テストで呼び出すORDSのREST APIの権限の名前はmyordsappに変更します。Microsoft Entra IDよりAPIの公開を行い、スコープとして割り当てる名前もmyordsappとします。
以上でテストに使用するAPEXアプリケーションの準備はできました。
Microsoft Entra IDにアプリを登録します。
AzureのコンソールからMicrosoft Entra IDの画面を開きます。
サイド・メニューよりアプリの登録を開きます。
新規登録をクリックします。
Microsoft Entra IDに登録するアプリケーションの名前はORDS JWT Testとします。サポートされているアカウントの種類はこの組織ディレクトリのみに含まれるアカウント(既存のディレクトリのみ - シングル・テナント)を選んでいますが、これは契約に依存するかと思います。今回の作業は、Microsoft Entra IDの無料枠の範囲で実施しています。
アプリケーションのタイプとしてWebを選択し、リダイレクトURIは以下を指定します。
https://[ホスト名]/ords/apex_authentication.callback
以上を設定し、登録をクリックします。
アプリケーションが登録されます。
画面に表示されているアプリケーション(クライアント)IDは、APEXのWeb資格証明の作成時にクライアントIDとして与える値になります。コピーして保存しておきます。
証明書またはシークレットの追加をクリックし、シークレットを作成します。
概要に戻り、エンドポイントを開きます。
APIの公開を開き、Scopeの追加をクリックします。
アプリケーションIDのURIの設定を求められます。この値はJWTのaud属性の値、つまりaudienceの値になります。
保存してから続けるをクリックします。
以上で、スコープの追加をクリックします。
スコープが追加されます。追加されたスコープ(api:で始まる値)をコピーして保存します。この値は、APEXアプリケーションの認証スキームの有効範囲に設定します。

| 目的 a |
レコードから文字列「silver」を含む行をすべて集め、そのまま書き写してください。大文字と小文字は区別します。

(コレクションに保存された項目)
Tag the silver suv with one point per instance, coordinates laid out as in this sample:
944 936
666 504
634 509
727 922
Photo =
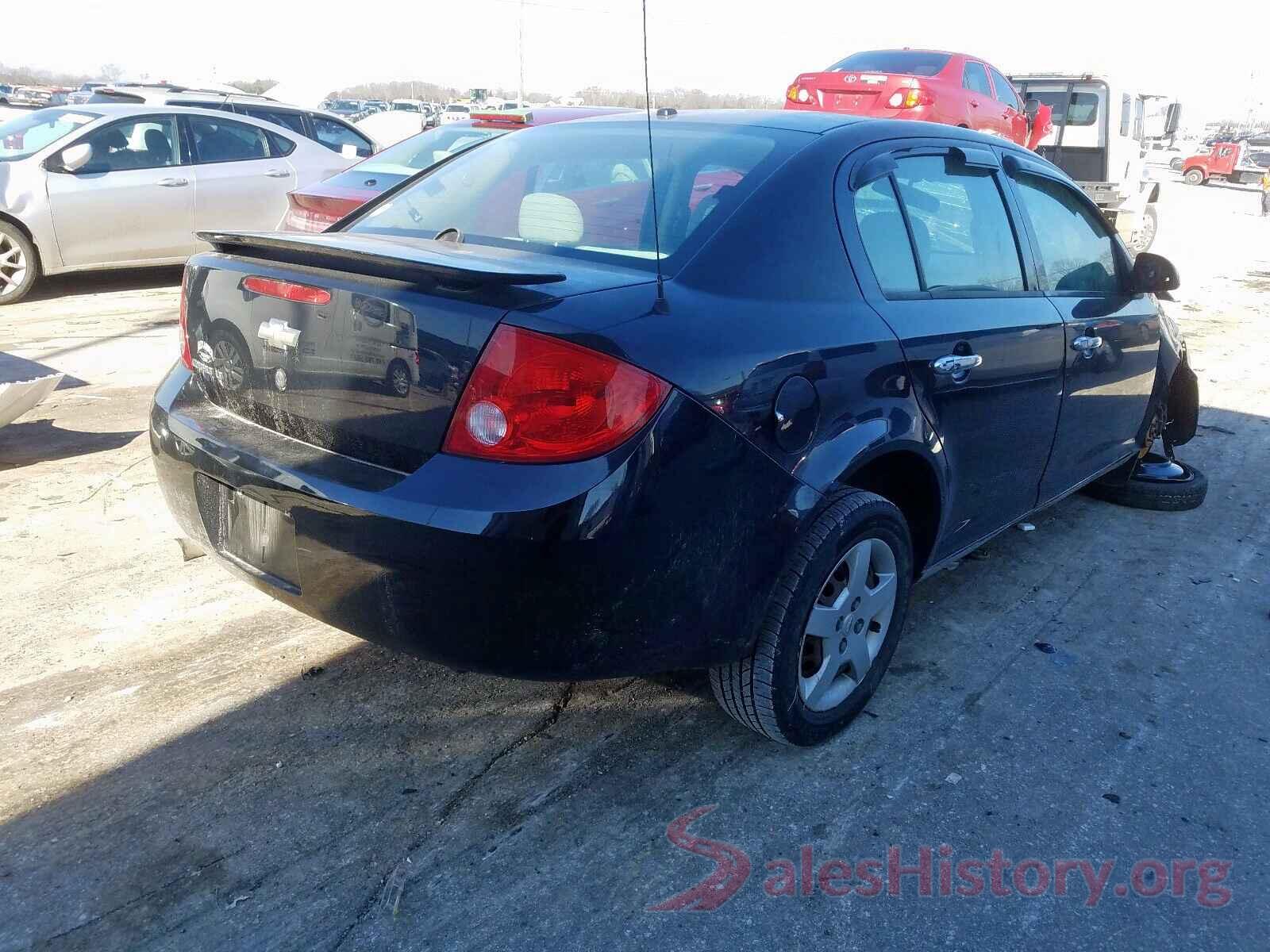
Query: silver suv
108 186
332 131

| 目的 b |
本文によると、Microsoft Entra IDに登録するアプリケーションの名前は何ですか？

| 期待される出力 a |
Tag the silver suv with one point per instance, coordinates laid out as in this sample:
Query: silver suv

| 期待される出力 b |
ORDS JWT Testです。